§ **EXTRACTED INFORMATION**
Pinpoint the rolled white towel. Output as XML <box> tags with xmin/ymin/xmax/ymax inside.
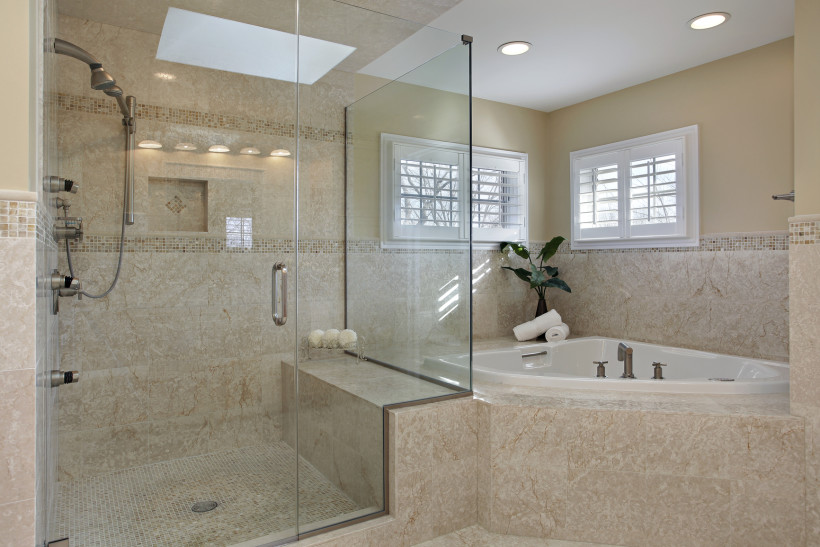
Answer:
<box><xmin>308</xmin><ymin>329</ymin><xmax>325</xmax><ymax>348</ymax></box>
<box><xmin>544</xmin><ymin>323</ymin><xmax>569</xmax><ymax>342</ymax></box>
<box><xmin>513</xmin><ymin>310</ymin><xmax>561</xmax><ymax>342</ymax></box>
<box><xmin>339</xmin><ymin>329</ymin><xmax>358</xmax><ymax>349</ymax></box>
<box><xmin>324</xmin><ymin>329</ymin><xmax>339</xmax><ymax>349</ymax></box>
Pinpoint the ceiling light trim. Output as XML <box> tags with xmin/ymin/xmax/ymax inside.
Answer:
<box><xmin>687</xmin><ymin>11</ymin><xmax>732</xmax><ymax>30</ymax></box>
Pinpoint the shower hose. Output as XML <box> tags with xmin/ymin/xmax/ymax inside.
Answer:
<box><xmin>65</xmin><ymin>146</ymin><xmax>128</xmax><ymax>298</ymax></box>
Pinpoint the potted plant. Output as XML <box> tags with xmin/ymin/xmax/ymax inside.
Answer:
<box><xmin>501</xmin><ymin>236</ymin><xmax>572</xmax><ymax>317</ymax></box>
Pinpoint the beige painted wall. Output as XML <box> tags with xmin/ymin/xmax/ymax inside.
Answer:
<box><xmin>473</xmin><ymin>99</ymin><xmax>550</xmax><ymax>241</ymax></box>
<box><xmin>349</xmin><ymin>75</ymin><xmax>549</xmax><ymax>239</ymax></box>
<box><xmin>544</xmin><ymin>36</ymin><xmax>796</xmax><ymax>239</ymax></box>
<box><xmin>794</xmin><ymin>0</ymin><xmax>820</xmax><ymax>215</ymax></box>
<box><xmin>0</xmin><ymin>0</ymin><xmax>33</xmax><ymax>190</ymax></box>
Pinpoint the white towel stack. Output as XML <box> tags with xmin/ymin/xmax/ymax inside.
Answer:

§ **REQUIREMENTS**
Convert each line of the items above into a Markdown table with the columns No. and Text, numbering the rows and skipping blank lines. Leave the pictures out.

§ **FULL ANSWER**
| No. | Text |
|---|---|
| 1 | Pinpoint the rolled white towel. Output as XML <box> tags with xmin/ymin/xmax/ymax inside. |
| 2 | Answer: |
| 3 | <box><xmin>308</xmin><ymin>329</ymin><xmax>325</xmax><ymax>348</ymax></box> |
| 4 | <box><xmin>544</xmin><ymin>323</ymin><xmax>569</xmax><ymax>342</ymax></box> |
| 5 | <box><xmin>513</xmin><ymin>310</ymin><xmax>561</xmax><ymax>342</ymax></box> |
| 6 | <box><xmin>339</xmin><ymin>329</ymin><xmax>358</xmax><ymax>349</ymax></box> |
| 7 | <box><xmin>324</xmin><ymin>329</ymin><xmax>339</xmax><ymax>349</ymax></box> |
| 8 | Pinpoint the ceiling light trim. Output as XML <box> tags with xmin/ymin/xmax/ymax inside. |
| 9 | Answer: |
| 10 | <box><xmin>687</xmin><ymin>11</ymin><xmax>732</xmax><ymax>30</ymax></box> |
| 11 | Pinpoint the shower hose. Output as XML <box> tags with xmin/ymin/xmax/ymax inside. |
| 12 | Answer: |
| 13 | <box><xmin>65</xmin><ymin>146</ymin><xmax>128</xmax><ymax>298</ymax></box> |
| 14 | Pinpoint the potted plant. Output as XML <box> tags with xmin/ymin/xmax/ymax inside. |
| 15 | Answer: |
| 16 | <box><xmin>501</xmin><ymin>236</ymin><xmax>572</xmax><ymax>317</ymax></box> |
| 17 | Pinpoint the beige painted wall. Output as XML <box> tags with xmin/ymin/xmax/ymax inside. |
| 18 | Answer: |
| 19 | <box><xmin>473</xmin><ymin>99</ymin><xmax>550</xmax><ymax>241</ymax></box> |
| 20 | <box><xmin>349</xmin><ymin>75</ymin><xmax>549</xmax><ymax>239</ymax></box> |
| 21 | <box><xmin>544</xmin><ymin>36</ymin><xmax>796</xmax><ymax>239</ymax></box> |
| 22 | <box><xmin>794</xmin><ymin>0</ymin><xmax>820</xmax><ymax>215</ymax></box> |
| 23 | <box><xmin>0</xmin><ymin>0</ymin><xmax>33</xmax><ymax>190</ymax></box> |
| 24 | Pinpoint the white towel stack. Output as XML <box> tags with xmin/ymin/xmax/ymax inside. |
| 25 | Answer: |